Source material.
———
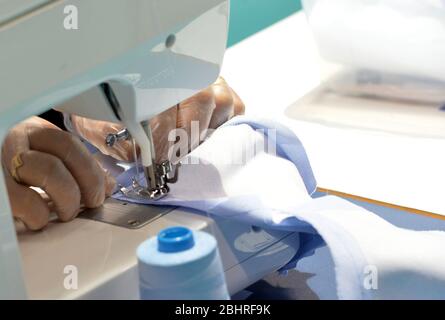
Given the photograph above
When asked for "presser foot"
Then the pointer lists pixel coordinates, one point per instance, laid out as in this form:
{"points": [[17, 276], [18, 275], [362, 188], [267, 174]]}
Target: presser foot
{"points": [[158, 185]]}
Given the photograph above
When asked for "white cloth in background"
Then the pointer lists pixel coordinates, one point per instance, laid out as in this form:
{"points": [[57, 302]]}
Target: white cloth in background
{"points": [[272, 188]]}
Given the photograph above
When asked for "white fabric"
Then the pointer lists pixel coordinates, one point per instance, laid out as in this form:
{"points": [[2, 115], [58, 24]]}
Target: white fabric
{"points": [[373, 258]]}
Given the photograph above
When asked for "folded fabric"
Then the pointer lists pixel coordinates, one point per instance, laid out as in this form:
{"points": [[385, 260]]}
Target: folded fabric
{"points": [[257, 172]]}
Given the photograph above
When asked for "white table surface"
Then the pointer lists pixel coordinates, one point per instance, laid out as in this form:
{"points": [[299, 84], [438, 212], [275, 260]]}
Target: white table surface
{"points": [[276, 67]]}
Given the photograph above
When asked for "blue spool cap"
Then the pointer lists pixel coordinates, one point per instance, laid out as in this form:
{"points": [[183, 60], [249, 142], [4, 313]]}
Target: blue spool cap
{"points": [[175, 239]]}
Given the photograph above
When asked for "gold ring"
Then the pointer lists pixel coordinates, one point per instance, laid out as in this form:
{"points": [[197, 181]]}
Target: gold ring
{"points": [[16, 163]]}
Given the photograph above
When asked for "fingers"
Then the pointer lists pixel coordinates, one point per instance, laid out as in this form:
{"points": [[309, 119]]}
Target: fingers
{"points": [[81, 165], [238, 104], [194, 115], [50, 174], [224, 106], [27, 205]]}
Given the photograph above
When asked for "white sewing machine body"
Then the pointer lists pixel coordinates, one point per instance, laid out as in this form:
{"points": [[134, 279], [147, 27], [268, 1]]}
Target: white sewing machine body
{"points": [[160, 51]]}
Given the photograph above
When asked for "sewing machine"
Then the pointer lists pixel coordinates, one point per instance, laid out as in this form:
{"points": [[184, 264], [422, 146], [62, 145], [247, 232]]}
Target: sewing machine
{"points": [[126, 62]]}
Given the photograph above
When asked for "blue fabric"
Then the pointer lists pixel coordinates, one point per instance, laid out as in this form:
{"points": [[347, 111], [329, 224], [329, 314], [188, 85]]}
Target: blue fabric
{"points": [[355, 237]]}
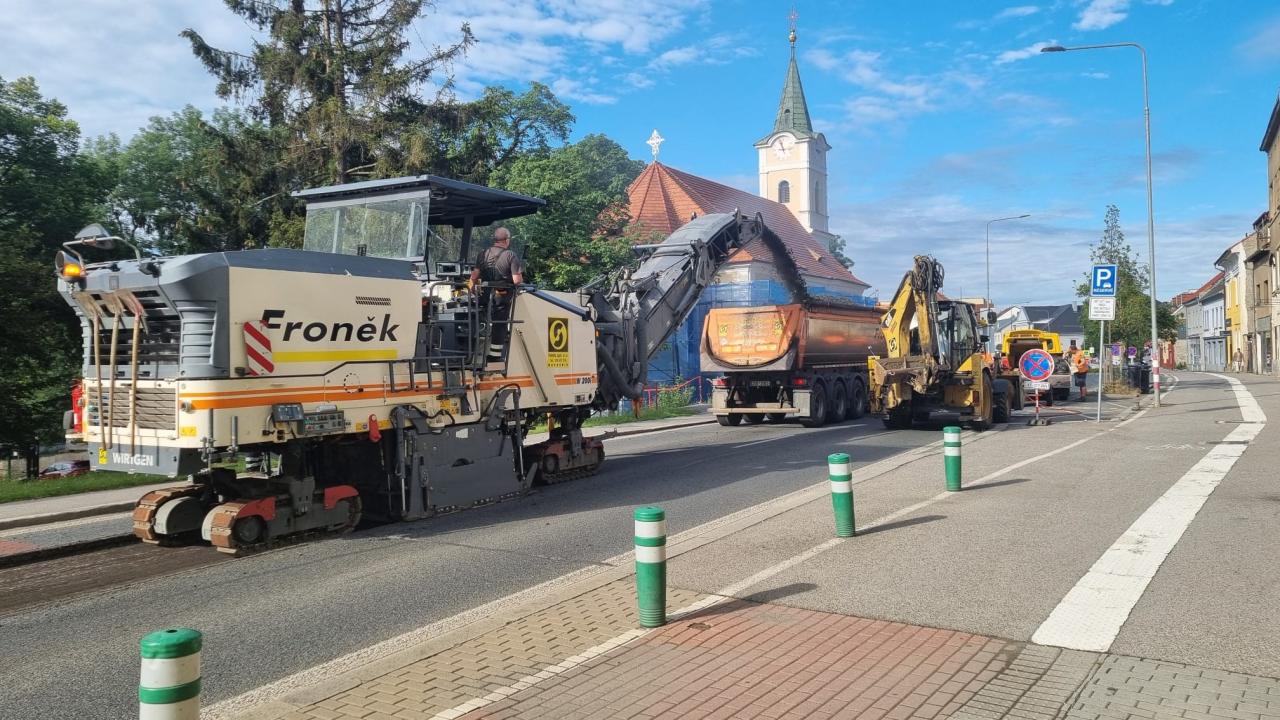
———
Brief. Word for word, print the material above, but without its pictures.

The answer.
Given the photograph above
When asked for "presser foot"
Then the pointer lists pixel coordinates, one point per instance, laid out as in this form:
{"points": [[17, 276], [18, 275], [362, 188], [267, 174]]}
Target: presser foot
{"points": [[158, 185]]}
Given the photograph above
When asked for "white cloth in background"
Then the pointer lists pixel coordinates, one point per instance, laid out as in this form:
{"points": [[57, 302]]}
Target: white cloth in background
{"points": [[272, 188]]}
Given the photograph above
When asked for "white fabric"
Then the pointer lists pixel coordinates, one point per instance, laid out as in this form:
{"points": [[2, 115], [58, 24]]}
Target: white fabric
{"points": [[373, 258]]}
Given the photograph above
When asked for "folded fabric"
Then the pointer lists pixel coordinates, one point per instance, laid out as in this form:
{"points": [[385, 260]]}
Target: folded fabric
{"points": [[257, 172]]}
Given the photograph above
When asked for "white table surface"
Then the pointer lists pixel coordinates, one point per instance, laid out as in this form:
{"points": [[299, 84], [438, 212], [275, 260]]}
Target: white table surface
{"points": [[276, 67]]}
Given the photograph above
When asked for "blue spool cap"
Then the pointer lists pixel coordinates, one point per instance, laid out as in this form:
{"points": [[183, 60], [249, 142], [4, 313]]}
Target: blue spool cap
{"points": [[175, 239]]}
Given the photograph above
When asked for "gold ring"
Then the pointer lists pixel coordinates, one point per instance, laid out as in this form:
{"points": [[197, 181]]}
Target: gold ring
{"points": [[16, 163]]}
Given the photograph above
When asked for "fingers"
Then the pointer lists pixel coordinates, one point per instance, laid out as in this form:
{"points": [[309, 119]]}
Target: fingers
{"points": [[81, 165], [238, 104], [194, 115], [50, 174], [224, 106], [27, 205]]}
Given the photograph above
When asked for "white sewing machine body"
Then the pointer lists pixel coordinates, one point per instance, laid out as in this form:
{"points": [[134, 279], [147, 27], [268, 1]]}
Target: white sewing machine body
{"points": [[160, 51]]}
Given the photograph above
When asked for "sewing machine"
Then the pointer lists pixel coordinates, one point per instance, laid out as in this form:
{"points": [[184, 264], [422, 146], [62, 145], [247, 232]]}
Target: sewing machine
{"points": [[126, 62]]}
Given the photograph above
When asked for "blue fabric"
Then the pointer lists pixel coordinates, one point per instance, laid out as in this form:
{"points": [[347, 111], [329, 224], [329, 314], [188, 85]]}
Target: blue fabric
{"points": [[355, 237]]}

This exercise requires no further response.